Records from an annotation dataset:
——

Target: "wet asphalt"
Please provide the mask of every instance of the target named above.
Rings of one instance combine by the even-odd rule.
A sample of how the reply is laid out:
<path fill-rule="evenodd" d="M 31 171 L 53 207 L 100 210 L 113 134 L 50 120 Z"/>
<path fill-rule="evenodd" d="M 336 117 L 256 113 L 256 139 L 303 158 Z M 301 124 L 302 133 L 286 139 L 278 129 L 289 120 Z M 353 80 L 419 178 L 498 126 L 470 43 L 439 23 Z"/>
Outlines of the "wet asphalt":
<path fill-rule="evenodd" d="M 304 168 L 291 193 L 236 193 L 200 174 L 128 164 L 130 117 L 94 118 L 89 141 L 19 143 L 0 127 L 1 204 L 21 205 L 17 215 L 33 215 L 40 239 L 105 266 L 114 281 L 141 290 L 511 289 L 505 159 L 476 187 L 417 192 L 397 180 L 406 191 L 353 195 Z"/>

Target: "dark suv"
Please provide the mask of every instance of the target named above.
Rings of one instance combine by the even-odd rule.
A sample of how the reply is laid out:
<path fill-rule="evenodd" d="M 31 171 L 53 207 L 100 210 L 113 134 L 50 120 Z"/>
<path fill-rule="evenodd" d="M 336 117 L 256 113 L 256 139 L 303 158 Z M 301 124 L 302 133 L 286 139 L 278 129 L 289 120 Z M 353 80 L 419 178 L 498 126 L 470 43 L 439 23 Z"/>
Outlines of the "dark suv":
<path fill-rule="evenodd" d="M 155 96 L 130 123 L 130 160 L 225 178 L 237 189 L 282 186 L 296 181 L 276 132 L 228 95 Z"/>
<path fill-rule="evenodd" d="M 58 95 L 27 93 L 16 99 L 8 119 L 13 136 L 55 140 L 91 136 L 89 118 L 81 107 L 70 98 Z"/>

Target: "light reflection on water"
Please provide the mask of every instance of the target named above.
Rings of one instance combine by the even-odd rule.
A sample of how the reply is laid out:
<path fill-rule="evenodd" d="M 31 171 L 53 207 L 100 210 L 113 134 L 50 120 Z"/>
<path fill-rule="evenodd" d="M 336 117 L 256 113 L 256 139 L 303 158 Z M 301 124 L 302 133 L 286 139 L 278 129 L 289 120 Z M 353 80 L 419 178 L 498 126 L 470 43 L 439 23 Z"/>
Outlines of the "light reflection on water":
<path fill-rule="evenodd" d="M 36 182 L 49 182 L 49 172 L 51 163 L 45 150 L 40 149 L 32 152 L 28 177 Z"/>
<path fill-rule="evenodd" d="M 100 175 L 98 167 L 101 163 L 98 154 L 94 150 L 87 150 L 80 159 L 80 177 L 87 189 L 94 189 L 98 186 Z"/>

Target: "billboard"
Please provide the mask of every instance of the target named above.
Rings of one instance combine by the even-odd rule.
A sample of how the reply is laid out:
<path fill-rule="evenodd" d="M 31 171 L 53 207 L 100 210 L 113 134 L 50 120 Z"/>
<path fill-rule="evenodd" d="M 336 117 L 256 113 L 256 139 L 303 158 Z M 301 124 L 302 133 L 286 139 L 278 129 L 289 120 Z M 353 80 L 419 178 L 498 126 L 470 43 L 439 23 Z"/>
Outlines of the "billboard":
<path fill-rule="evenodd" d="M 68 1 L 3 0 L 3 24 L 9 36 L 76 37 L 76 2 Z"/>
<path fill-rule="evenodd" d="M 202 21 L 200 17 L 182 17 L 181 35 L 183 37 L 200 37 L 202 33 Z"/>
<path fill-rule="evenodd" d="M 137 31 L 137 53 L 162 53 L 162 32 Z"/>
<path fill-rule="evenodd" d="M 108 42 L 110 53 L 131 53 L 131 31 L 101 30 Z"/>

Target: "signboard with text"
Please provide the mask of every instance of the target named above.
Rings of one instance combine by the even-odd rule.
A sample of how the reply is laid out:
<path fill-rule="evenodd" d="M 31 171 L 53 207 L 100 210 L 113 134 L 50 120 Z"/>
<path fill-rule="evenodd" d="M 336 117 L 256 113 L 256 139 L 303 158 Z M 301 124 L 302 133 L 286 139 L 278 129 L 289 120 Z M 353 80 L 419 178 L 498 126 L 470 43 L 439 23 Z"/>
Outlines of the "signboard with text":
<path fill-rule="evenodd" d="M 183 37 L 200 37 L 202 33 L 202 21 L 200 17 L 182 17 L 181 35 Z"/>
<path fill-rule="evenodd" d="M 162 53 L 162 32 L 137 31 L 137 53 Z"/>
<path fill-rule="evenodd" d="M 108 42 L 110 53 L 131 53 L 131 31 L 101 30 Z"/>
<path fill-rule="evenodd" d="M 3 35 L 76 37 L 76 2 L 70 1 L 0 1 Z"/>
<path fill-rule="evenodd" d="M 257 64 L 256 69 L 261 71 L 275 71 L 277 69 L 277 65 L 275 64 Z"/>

——

#### [Exercise requirements]
Please state how many lines of the records contain the word "dark". Give only the number.

#### [Solution below]
2